● ASSIGNED TASK
Return each record shown below exactly, with none omitted.

*** Begin section ***

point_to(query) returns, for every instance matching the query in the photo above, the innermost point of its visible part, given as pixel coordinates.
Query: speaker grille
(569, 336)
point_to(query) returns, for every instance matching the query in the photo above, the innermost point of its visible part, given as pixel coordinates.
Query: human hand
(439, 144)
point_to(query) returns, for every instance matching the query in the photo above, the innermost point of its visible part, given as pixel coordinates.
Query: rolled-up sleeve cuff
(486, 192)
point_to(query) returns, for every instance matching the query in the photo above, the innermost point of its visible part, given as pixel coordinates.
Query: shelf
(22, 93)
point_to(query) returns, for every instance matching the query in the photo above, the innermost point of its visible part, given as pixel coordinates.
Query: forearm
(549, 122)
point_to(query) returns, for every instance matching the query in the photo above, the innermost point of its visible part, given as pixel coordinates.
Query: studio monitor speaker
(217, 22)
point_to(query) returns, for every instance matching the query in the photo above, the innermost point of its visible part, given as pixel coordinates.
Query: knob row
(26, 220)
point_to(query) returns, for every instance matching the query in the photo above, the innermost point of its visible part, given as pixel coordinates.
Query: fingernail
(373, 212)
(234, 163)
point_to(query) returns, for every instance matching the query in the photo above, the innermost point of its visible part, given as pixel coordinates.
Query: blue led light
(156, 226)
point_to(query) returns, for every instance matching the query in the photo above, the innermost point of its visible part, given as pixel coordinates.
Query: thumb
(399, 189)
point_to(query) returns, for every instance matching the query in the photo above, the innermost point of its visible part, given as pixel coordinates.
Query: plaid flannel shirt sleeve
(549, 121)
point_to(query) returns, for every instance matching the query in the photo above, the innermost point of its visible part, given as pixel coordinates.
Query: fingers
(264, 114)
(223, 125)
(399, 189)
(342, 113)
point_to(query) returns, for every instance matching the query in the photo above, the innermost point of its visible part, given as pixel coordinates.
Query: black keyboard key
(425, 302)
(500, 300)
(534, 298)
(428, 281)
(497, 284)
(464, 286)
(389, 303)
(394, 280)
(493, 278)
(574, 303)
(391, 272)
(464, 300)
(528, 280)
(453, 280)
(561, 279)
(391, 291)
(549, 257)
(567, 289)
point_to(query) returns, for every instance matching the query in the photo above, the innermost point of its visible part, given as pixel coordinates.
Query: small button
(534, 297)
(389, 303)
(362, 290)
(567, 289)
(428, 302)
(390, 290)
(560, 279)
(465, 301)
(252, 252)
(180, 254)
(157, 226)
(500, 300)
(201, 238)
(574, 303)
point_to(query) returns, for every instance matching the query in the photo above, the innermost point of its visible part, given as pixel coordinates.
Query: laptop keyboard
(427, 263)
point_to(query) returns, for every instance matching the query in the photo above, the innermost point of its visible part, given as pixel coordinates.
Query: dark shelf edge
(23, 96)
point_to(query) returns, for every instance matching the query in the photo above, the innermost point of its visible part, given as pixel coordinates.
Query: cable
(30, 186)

*** End section ***

● ANSWER SECTION
point_to(query) returns, for every instance matching the query in the photo above, the innermost point of its visible part, given as pixel coordinates.
Query: speaker grille
(569, 336)
point_to(query) returns, for every instance matching the query in the photo above, the innermost point of its visible part, given as pixel coordinates.
Query: human hand
(439, 144)
point_to(query) returns, for every instance matching the query in the photo above, the innermost point of its visible part, given as pixel coordinates.
Query: rolled-up sleeve cuff
(486, 192)
point_to(query) returns, for every instance matching the query in the photo above, the innermost point of its visible part, given as pixel coordinates.
Query: shelf
(22, 93)
point_to(query) returns, for every instance matching the query in the photo above, the innermost point of its visible part, given as pixel coordinates.
Query: forearm
(549, 122)
point_to(query) returns, for every instance matching the query in the photo above, the innermost point of its visible part, given as pixel coordinates.
Query: studio monitor speaker
(217, 22)
point_to(query) returns, for every instance matching the query in the photo above, the innermost point of its visible part, given as pixel coordinates.
Query: knob row
(26, 220)
point_to(query) returns, for every instance matching the query in the photo above, the innermost point of its visible part, given as pixel coordinates.
Query: fingernail
(373, 212)
(234, 163)
point_to(query) returns, for every instance matching the query in the photo above, the innermost point of its visible part, given as pixel coordinates.
Query: blue led light
(156, 226)
point_to(query) returns, for every instance matching the query in the photo above, the innermost point of its visible part, given as pixel coordinates.
Query: thumb
(399, 189)
point_to(query) returns, for every instance matching the query in the photo above, the innermost point of its visible part, given as pixel coordinates.
Query: plaid flannel shirt sleeve
(549, 121)
point_to(query) returns, for every instance matching the query in the photo above, the innermost point of its visible part, given as pixel coordinates.
Query: fingers
(264, 114)
(223, 125)
(399, 189)
(342, 113)
point_to(query) returns, for every instance matching the query in the photo above, the innermost point of its visible part, given as pixel coordinates.
Query: black keyboard key
(425, 302)
(500, 300)
(534, 298)
(428, 281)
(497, 284)
(464, 286)
(389, 303)
(394, 280)
(493, 278)
(574, 303)
(391, 272)
(464, 300)
(528, 280)
(453, 280)
(561, 279)
(391, 291)
(549, 257)
(567, 289)
point_to(query) returns, for every instance matching the query in the photo above, the innermost point of its visible part, given as pixel coordinates.
Query: small button
(534, 297)
(389, 303)
(362, 290)
(567, 289)
(428, 302)
(390, 290)
(560, 279)
(465, 301)
(252, 252)
(180, 254)
(157, 226)
(500, 300)
(201, 238)
(574, 303)
point_to(query) returns, for every instance matching the query in the photo above, the innermost point of its visible part, given as pixel coordinates.
Query: laptop keyboard
(427, 263)
point_to(query) returns, for every instance matching the query in the photo above, the innermost point of its visible part, given as pixel coordinates.
Query: dark shelf edge
(23, 96)
point_to(query) returns, for every instance matching the query in the photo above, the innermost point of its visible part, given as pixel coordinates.
Query: cable
(30, 186)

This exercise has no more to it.